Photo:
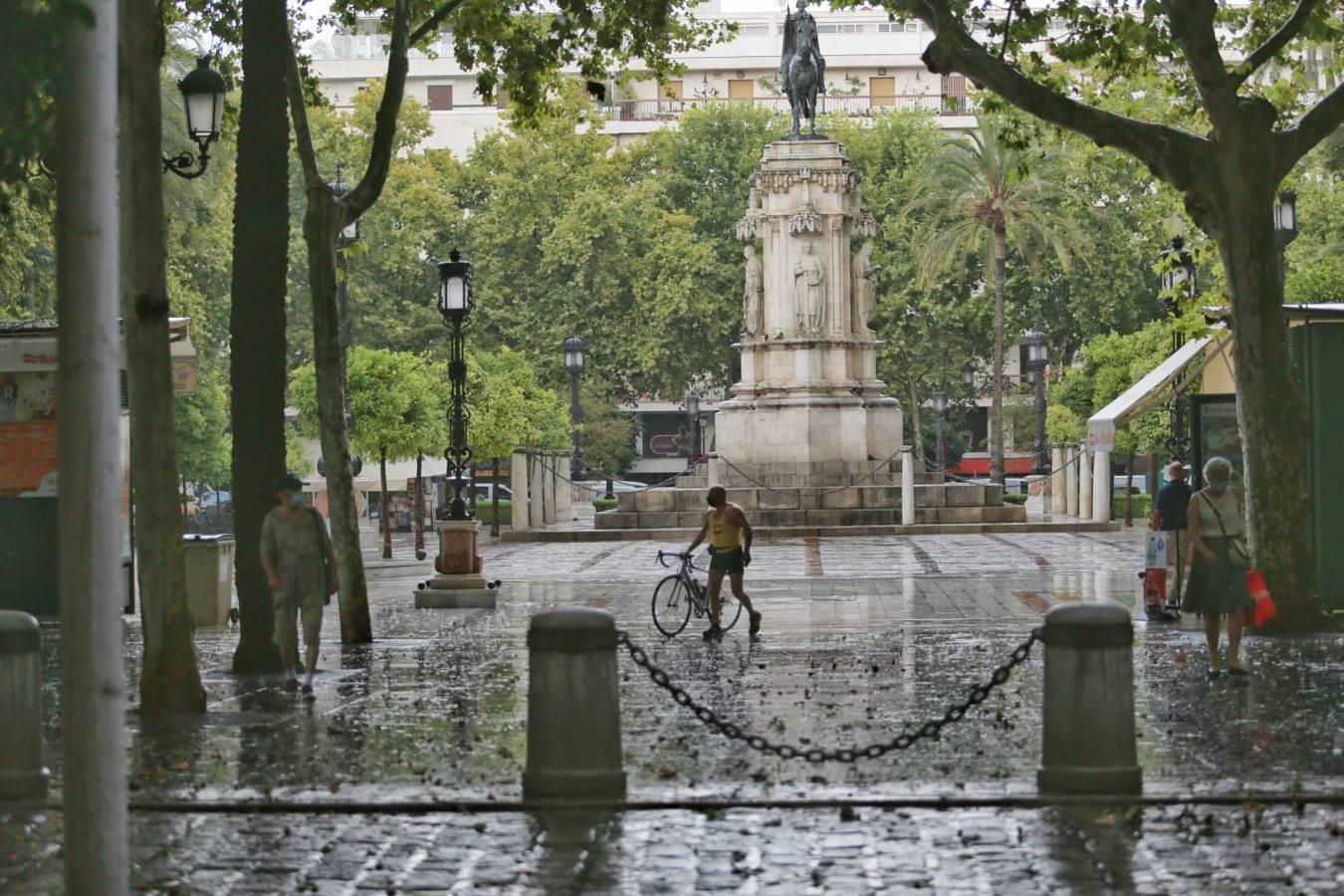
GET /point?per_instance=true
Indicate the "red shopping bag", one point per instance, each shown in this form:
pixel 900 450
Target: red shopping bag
#####
Reproduce every item above line for line, leaving out the pictures.

Solution for this exercise:
Photo:
GET /point?per_instance=true
Indicate the "red shopping bag", one point per instance, each shown in this form:
pixel 900 450
Target: red shopping bag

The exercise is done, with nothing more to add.